→ Source excerpt
## START

Back Tracking - rFronteddu/general_wiki GitHub Wiki
Backtracking is a general algorithm for finding all (or some) solutions to some computational problems (notably Constraint satisfaction problems or CSPs), which incrementally builds candidates to the solution and abandons a candidate ("backtracks") as soon as it determines that the candidate cannot lead to a valid solution.
Conceptually, one can imagine the procedure of backtracking as the tree traversal.
- Starting from the root node, one sets out to search for solutions that are located at the leaf nodes.
- Each intermediate node represents a partial candidate solution that could potentially lead us to a final valid solution.
- At each node, we would fan out to move one step further to the final solution, i.e. we iterate the child nodes of the current node.
- Once we can determine if a certain node cannot possibly lead to a valid solution, we abandon the current node and backtrack to its parent node to explore other possibilities.
It is due to this backtracking behavior, that backtracking algorithms are often much faster than brute-force approaches since it eliminates many unnecessary exploration.
We are given a set of words represented in the form of a tree. The tree is formed such that every branch ends in a word. Our task is to find out if a given word is present in the tree.
Let's say we have to search for the word AIM. A very brute way would be to go down all the paths, find out the word corresponding to a branch and compare it with what you are searching for. You will keep doing this unless you have found out the word you were looking for.

## END

→ Entries
## START

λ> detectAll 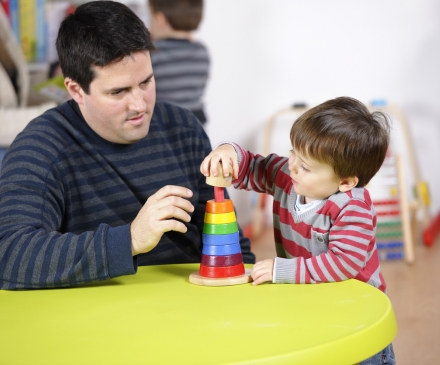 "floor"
[252,228,440,365]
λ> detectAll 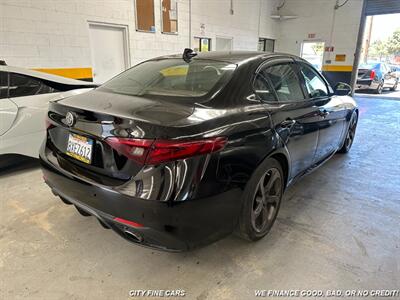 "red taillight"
[369,70,375,80]
[106,137,227,165]
[146,137,226,165]
[106,137,153,164]
[113,218,143,227]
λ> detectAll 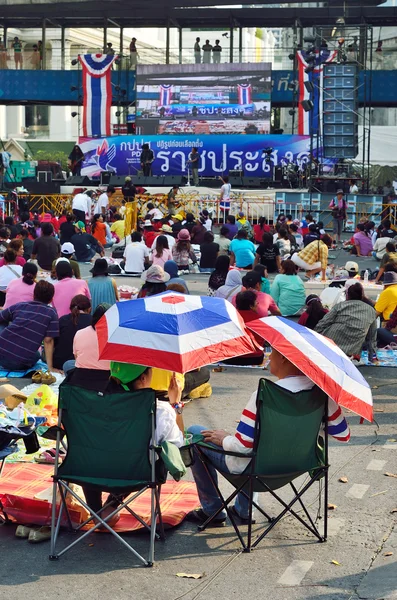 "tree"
[33,150,68,171]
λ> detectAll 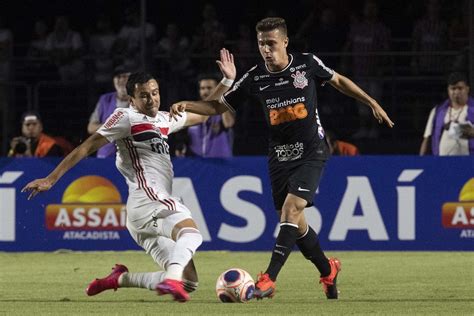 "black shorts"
[269,160,326,210]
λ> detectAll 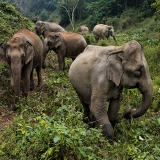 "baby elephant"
[79,25,89,34]
[5,29,43,109]
[43,32,87,70]
[69,40,153,139]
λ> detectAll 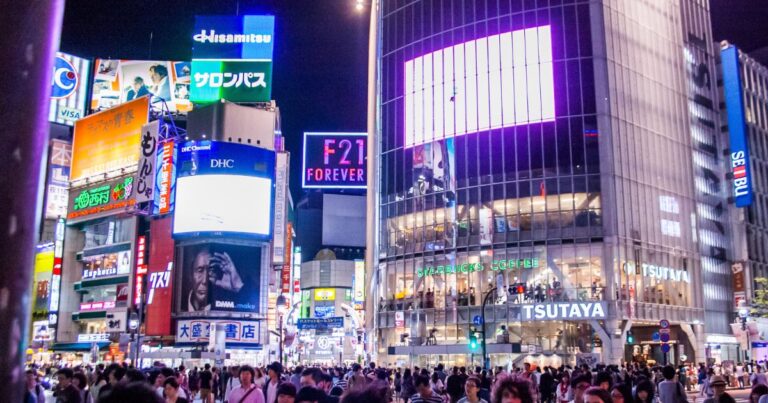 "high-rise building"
[718,42,768,357]
[369,0,737,365]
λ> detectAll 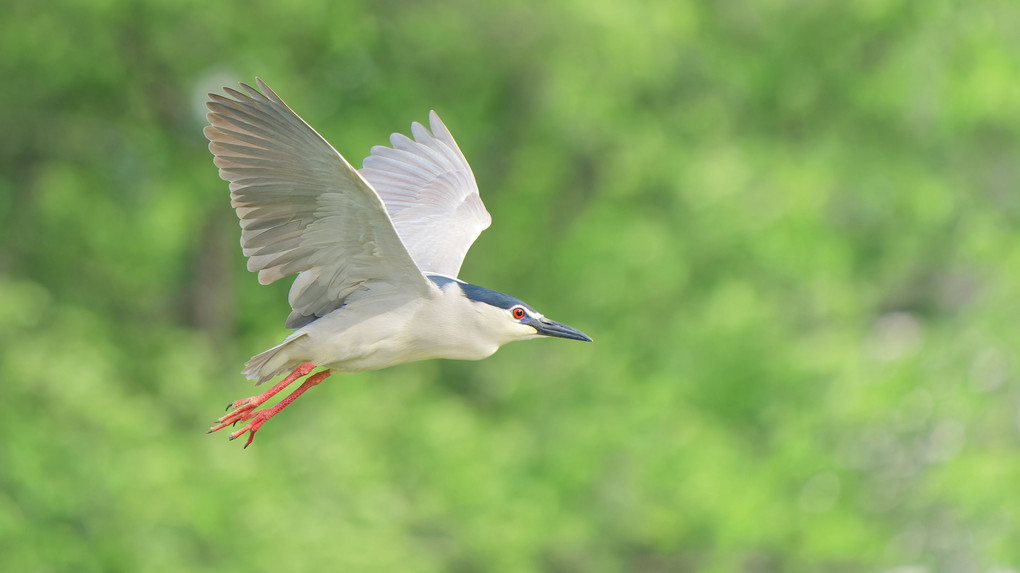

## END

→ Goal A
According to the backtracking page, why are backtracking algorithms often much faster than brute-force approaches? Answer in one to three sentences.
→ Goal B
Condense the paragraph of the backtracking page that begins "Let's say we have to search for the word AIM" into a shorter version that keeps its main facts.
→ Goal C
Please carry on the backtracking page from its final sentence.
The listing is separate from the backtracking page.

→ Task answer A
Backtracking abandons a candidate and returns to its parent node as soon as it determines that the candidate cannot lead to a valid solution. This eliminates a great deal of unnecessary exploration, so it is often much faster than brute force.

→ Task answer B
To search for AIM by brute force, you go down every path, find the word each branch spells, and compare it with AIM, repeating this until you find the word.

→ Task answer C
The backtracking way of solving this problem would stop going down a path when the path doesn't seem right. When we say the path doesn't seem right we mean we come across a node which will never lead to the right result. As we come across such node we back-track. That is go back to the previous node and take the next step.
In the above diagram backtracking didn't make us go down the path from node N. This is because there is a mismatch we found early on and we decided to go back to the next step instead. Backtracking reduced the number of steps taken to reach the final result. This is known as pruning the recursion tree because we don't take unnecessary paths.
One of the most classical problems that can be solved with the backtracking algorithm is the N-Queen puzzle.
he N-queens puzzle is the problem of placing N queens on a [N×N] chessboard such that no two queens can attack each other. One is asked to count the number of solutions to place the N queens on the board.
As a reminder, a queen can attack any piece that is situated at the same row, column or diagonal of the queue.
In order to count the number of possible solutions to place the N queens, we can break it down into the following steps:
- Overall, we iterate over each row in the board, i.e. once we reach the last row of the board, we should have explored all the possible solutions.
- At each iteration (we are located at a certain row), we then further iterate over each column of the board, along the current row. At this second iteration, we then can explore the possibility of placing a queen on a particular cell.
- Before, we place a queen on the cell with index of (row, col), we need to check if this cell is under the attacking zone of the queens that have been placed on the board before. Let us assume there is a function called is_not_under_attack(row, col) that can do the check.
- Once the check passes, we then can proceed to place a queen. Along with the placement, one should also mark out the attacking zone of this newly-placed queen. Let us assume there is another function called place_queen(row, col) that can help us to do so.
- As an important behaviour of backtracking, we should be able to abandon our previous decision at the moment we decide to move on to the next candidate. Let us assume there is a function called remove_queen(row, col) that can help us to revert the decision along with the changes in step (4).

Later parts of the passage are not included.